Exercise requirements :: Pictures aside, output each record exactly.

Stored data ::
——————

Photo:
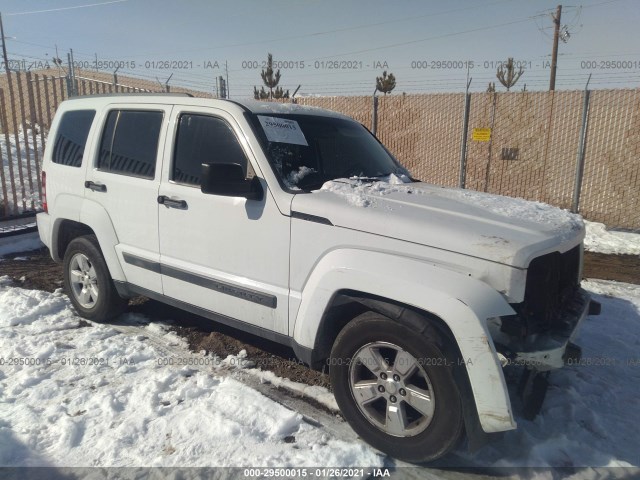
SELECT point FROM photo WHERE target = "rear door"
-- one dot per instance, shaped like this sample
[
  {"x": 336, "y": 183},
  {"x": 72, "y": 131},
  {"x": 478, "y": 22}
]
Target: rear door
[
  {"x": 227, "y": 255},
  {"x": 124, "y": 181}
]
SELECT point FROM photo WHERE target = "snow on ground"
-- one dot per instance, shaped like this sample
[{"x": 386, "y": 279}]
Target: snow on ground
[
  {"x": 590, "y": 415},
  {"x": 19, "y": 163},
  {"x": 119, "y": 405},
  {"x": 601, "y": 240}
]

——————

Task output ::
Photo:
SELECT point FROM photo WHERE target = "rear door"
-- one dot per instance, shaped like this sample
[
  {"x": 336, "y": 183},
  {"x": 72, "y": 131},
  {"x": 478, "y": 22}
]
Target: rear door
[
  {"x": 227, "y": 255},
  {"x": 124, "y": 181}
]
SELECT point FROM photo WHERE target = "snow on ground"
-- one dot per instance, shaped like this sample
[{"x": 386, "y": 279}]
Target: snow on ground
[
  {"x": 590, "y": 415},
  {"x": 19, "y": 163},
  {"x": 119, "y": 405},
  {"x": 601, "y": 240}
]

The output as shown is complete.